● **Exercise aim**: Collect every line from the items below that contains the word "upholstered". Case matters.

● **Raw records**:
▬▬▬

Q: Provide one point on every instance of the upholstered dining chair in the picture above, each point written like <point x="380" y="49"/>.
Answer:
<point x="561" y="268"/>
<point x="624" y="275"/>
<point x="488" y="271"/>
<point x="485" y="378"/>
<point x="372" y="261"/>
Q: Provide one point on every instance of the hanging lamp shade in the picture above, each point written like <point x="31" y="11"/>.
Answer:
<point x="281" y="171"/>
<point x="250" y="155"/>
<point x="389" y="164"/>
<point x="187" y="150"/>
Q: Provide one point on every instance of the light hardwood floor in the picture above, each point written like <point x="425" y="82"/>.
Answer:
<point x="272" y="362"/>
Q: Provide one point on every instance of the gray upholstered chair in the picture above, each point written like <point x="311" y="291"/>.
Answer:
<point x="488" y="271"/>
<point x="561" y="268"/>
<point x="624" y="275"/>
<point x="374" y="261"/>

▬▬▬

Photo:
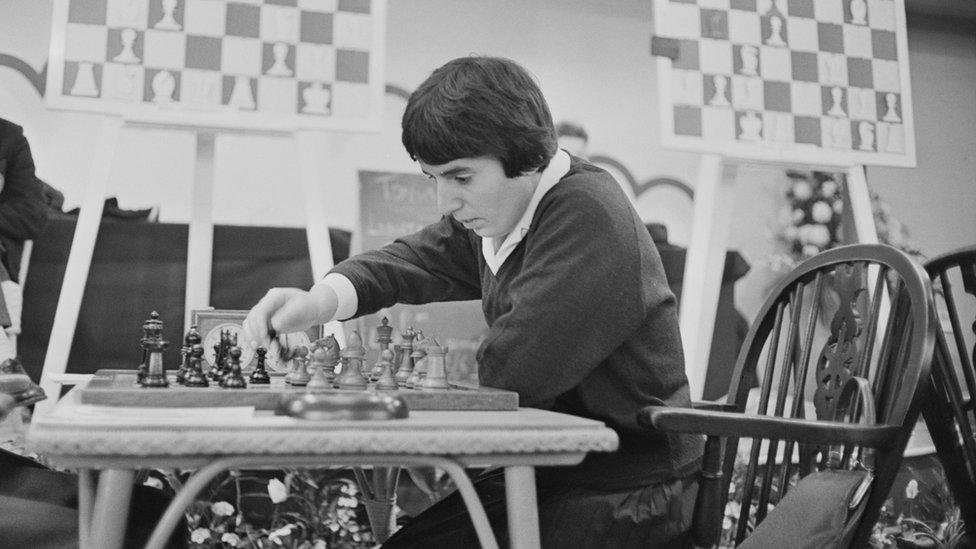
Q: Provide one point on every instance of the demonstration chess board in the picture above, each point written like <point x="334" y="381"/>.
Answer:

▬▬▬

● **Task answer**:
Q: Provide one point on every instance of the upholstered dining chair in the picture above, each point written like <point x="380" y="49"/>.
Q: Provide one point on every instance of the gray upholstered chair in the picture above, each point written like <point x="311" y="291"/>.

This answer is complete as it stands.